[DATASET EXTRACT Boundary: Start]

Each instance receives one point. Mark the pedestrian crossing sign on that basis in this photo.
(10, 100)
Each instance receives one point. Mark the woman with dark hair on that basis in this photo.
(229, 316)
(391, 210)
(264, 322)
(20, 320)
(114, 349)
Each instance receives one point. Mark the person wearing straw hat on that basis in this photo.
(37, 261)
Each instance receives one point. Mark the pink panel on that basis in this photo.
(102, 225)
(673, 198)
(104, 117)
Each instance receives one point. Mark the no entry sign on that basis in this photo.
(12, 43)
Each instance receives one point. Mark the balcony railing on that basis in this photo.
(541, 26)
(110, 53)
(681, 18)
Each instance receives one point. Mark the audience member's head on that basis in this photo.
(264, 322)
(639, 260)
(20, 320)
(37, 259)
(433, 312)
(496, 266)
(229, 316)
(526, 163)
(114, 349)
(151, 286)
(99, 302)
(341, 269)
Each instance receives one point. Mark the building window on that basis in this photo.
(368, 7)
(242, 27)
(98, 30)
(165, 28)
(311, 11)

[DATASET EXTRACT Boundary: End]

Keep the wording exact. Give all of the records again.

◆ RESULT OF THE EXERCISE
Each instance receives one point. Mark the pedestrian crossing sign on that basis in this photo.
(10, 100)
Each instance receives one point. Mark the woman with dark hair on that basis in this photo.
(229, 316)
(391, 210)
(264, 322)
(20, 320)
(114, 349)
Each instance receives one point. Mark the person wearing straw hat on that basis in this photo.
(37, 261)
Each instance receives one point. Mark the pink panel on that basis in this photo.
(102, 225)
(673, 198)
(104, 117)
Each instance receives one point. Mark the no entry sign on that basis in this photo.
(12, 43)
Each instance receives one point. Mark the balcony railing on that basis in this photo.
(541, 26)
(110, 53)
(681, 18)
Each instance receives one point. Mark the audience member's head on that basis in this photo.
(264, 322)
(639, 260)
(20, 320)
(37, 259)
(433, 312)
(496, 266)
(229, 316)
(526, 163)
(114, 349)
(151, 286)
(99, 302)
(341, 269)
Each instance receives one point. Mark the building window on that basis in this photo.
(368, 7)
(242, 27)
(98, 30)
(165, 28)
(311, 11)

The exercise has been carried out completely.